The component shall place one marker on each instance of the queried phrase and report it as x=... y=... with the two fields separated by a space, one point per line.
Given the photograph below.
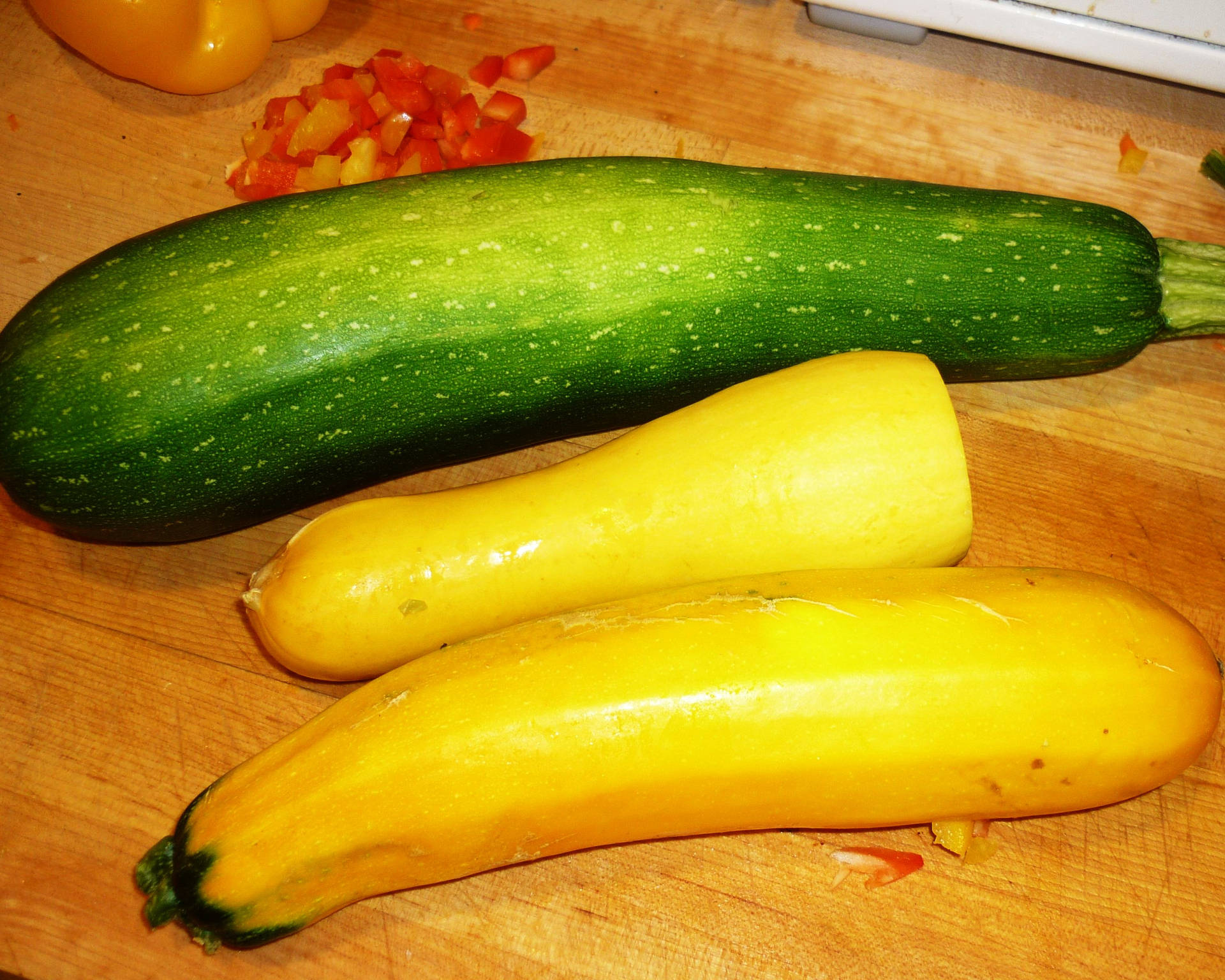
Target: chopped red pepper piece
x=443 y=82
x=504 y=107
x=882 y=865
x=487 y=71
x=275 y=112
x=337 y=71
x=486 y=145
x=427 y=130
x=527 y=63
x=339 y=146
x=516 y=146
x=467 y=112
x=394 y=115
x=413 y=68
x=428 y=150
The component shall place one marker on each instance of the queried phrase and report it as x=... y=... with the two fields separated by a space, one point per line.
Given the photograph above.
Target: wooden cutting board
x=129 y=678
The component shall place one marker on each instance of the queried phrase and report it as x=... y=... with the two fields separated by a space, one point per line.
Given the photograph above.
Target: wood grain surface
x=130 y=678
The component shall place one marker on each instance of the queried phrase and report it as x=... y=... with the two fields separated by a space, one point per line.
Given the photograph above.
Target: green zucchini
x=234 y=367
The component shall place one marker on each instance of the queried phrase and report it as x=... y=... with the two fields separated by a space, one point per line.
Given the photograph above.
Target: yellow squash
x=850 y=461
x=824 y=699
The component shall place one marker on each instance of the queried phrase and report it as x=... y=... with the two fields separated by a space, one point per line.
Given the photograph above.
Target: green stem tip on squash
x=153 y=875
x=1194 y=286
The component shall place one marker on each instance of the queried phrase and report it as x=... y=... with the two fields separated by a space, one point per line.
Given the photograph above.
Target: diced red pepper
x=487 y=71
x=504 y=107
x=452 y=129
x=311 y=94
x=272 y=173
x=386 y=166
x=397 y=115
x=527 y=63
x=407 y=94
x=281 y=144
x=254 y=181
x=238 y=173
x=443 y=82
x=882 y=865
x=275 y=112
x=428 y=150
x=339 y=146
x=516 y=146
x=467 y=112
x=484 y=145
x=345 y=89
x=414 y=68
x=427 y=130
x=337 y=71
x=450 y=152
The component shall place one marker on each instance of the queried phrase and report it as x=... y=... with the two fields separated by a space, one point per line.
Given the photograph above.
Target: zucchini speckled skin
x=234 y=367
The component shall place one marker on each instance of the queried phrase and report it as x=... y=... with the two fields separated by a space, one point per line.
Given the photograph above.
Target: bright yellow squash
x=825 y=699
x=850 y=461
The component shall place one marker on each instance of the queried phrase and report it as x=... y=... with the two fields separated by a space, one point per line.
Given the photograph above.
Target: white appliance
x=1180 y=41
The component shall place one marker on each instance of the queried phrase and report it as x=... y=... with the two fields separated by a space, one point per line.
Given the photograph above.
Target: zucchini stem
x=1192 y=287
x=153 y=879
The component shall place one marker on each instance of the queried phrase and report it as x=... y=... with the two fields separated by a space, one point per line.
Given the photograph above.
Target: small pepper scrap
x=186 y=47
x=881 y=865
x=1131 y=157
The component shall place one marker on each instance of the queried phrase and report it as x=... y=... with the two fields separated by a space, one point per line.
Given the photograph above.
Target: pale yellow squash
x=825 y=699
x=850 y=461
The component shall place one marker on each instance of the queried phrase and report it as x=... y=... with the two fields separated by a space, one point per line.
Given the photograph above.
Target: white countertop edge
x=1057 y=32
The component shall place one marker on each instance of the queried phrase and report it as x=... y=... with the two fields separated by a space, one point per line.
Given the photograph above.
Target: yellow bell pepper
x=189 y=47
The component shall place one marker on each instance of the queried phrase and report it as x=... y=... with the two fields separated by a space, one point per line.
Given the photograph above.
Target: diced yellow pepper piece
x=954 y=835
x=979 y=849
x=360 y=165
x=395 y=129
x=258 y=141
x=1132 y=161
x=322 y=124
x=323 y=173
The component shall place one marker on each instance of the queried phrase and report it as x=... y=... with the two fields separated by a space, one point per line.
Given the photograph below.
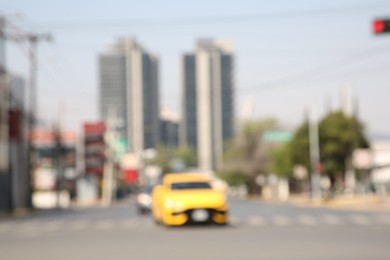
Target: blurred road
x=258 y=231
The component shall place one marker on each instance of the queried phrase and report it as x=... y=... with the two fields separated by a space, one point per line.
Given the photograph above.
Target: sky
x=289 y=54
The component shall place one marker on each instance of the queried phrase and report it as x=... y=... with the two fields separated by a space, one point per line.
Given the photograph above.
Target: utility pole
x=5 y=177
x=33 y=40
x=314 y=157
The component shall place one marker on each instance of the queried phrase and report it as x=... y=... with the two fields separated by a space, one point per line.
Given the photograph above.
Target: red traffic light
x=381 y=26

# DESCRIPTION OF THE TASK:
All of the material above is to be retyped exactly, with no pictures included.

# EXERCISE ANSWER:
The component shall place one marker on each instance of the queried phrase and report it as x=... y=... with the two fields separated by a space, one point per line.
Given the photograph below.
Target: chopped red pepper piece
x=443 y=82
x=504 y=107
x=882 y=865
x=487 y=71
x=275 y=112
x=337 y=71
x=486 y=145
x=427 y=130
x=527 y=63
x=339 y=146
x=516 y=146
x=467 y=112
x=394 y=115
x=413 y=68
x=428 y=150
The component shall place one marker on each instance of the queried phrase and report it as x=... y=... with the two fields separated by a space, one point per line.
Given the photograph above.
Target: wooden cutting board
x=129 y=678
The component shall place one marker on each instance of the queried phrase and report it as x=... y=... with the two fields separated by a space, one point per line.
Given the photograph above.
Target: wood grain surface
x=130 y=678
The component shall place one marker on each instance of the queried phrase and report it as x=... y=... with the two fields separated by a space, one point per line.
Given the photograph above.
Target: green zucchini
x=234 y=367
The component shall place one marker on each instance of the queried phrase and report it as x=... y=... with the two fields separated by a space, one point per line.
Given the photograph above.
Target: yellow squash
x=850 y=461
x=824 y=699
The component shall place one marker on each instance of the queried phrase and report it as x=... y=... with the two fields separated by a space, one point per line.
Given the photograph above.
Target: green stem tip on squash
x=153 y=875
x=1194 y=286
The component shall place one marker on each instance of the queried phrase and report it as x=... y=... with the two fields separated by a space, one point per line.
Given the photograph above.
Target: diced red pepper
x=487 y=71
x=504 y=107
x=452 y=129
x=311 y=94
x=272 y=173
x=386 y=166
x=397 y=115
x=527 y=63
x=407 y=94
x=281 y=144
x=254 y=181
x=238 y=173
x=443 y=82
x=882 y=865
x=275 y=112
x=428 y=150
x=339 y=146
x=516 y=146
x=467 y=112
x=484 y=145
x=345 y=89
x=414 y=68
x=427 y=130
x=337 y=71
x=450 y=152
The component shall place one marker on each instance of the queried phrase and report it as x=... y=... with the two fields separated by a space, one point per line.
Given the photograph above.
Target: zucchini speckled skin
x=234 y=367
The component shall place one marker on each instance of the queried phrase and report it as x=... y=... with the two fields separated by a space, one point per line.
Given the photograph above.
Target: bright yellow squash
x=825 y=699
x=850 y=461
The component shall place one marker on each instance of the queried phrase and report it as x=... y=... with the two fields separated by a space, one point per line.
Given the photograph above.
Target: white appliance
x=1180 y=41
The component shall place one marker on each instance of the queried phrase and report it as x=... y=... with the two fields separated by a space, one point per line.
Given the photograph above.
Target: zucchini stem
x=1192 y=287
x=153 y=879
The component shall place one marker on each instance of the queried phrase and report it as x=... y=... with the two fields separated by a space, one point per line.
Given the photograph above.
Target: small pepper scrap
x=186 y=47
x=881 y=865
x=1131 y=157
The component shall place one marker on each instance of the queried phrase and report it as x=... y=... with the two fields separated by a space, one point per line.
Given the photograph above.
Target: pale yellow squash
x=825 y=699
x=850 y=461
The component shall place one marker on each instance of the queried phrase and report it as x=... y=... with the two fields separated by a space, one point per line.
Given the photograph above.
Target: white countertop edge
x=1057 y=32
The component shall place one marker on each instance of the queried phrase and report it as x=... y=... with the two fields separated by a space, one point per line.
Given the photograph above.
Target: yellow bell pepper
x=189 y=47
The component shall place one marker on each instance of the queried phrase and report it as x=... y=... with the two fields separated by a space, one point per line.
Given the photograph above.
Target: diced yellow pepper piece
x=954 y=835
x=979 y=849
x=360 y=165
x=395 y=129
x=258 y=141
x=1132 y=161
x=322 y=124
x=323 y=173
The component shall place one marker on each instance of the queried phrase and report it as x=... y=... with the two fields separated by a space, one point per line.
Given the photograph below.
Target: blurred road
x=258 y=231
The component shall place one marker on each instance of the queried phrase and report it as x=... y=... with the two fields separated by a space, one point per line.
Given the photograph above.
Target: sky
x=289 y=54
The component shall place one marker on each instance of the queried phrase and report it as x=... y=... with the two fields separated by a space, one point per line.
Given the photograph above.
Target: utility pole
x=5 y=177
x=33 y=40
x=314 y=157
The component shall place one marker on each instance of the queried phrase and report it as x=... y=... with the two fields separated by a space, one point per line.
Given the photograph above.
Target: red traffic light
x=381 y=26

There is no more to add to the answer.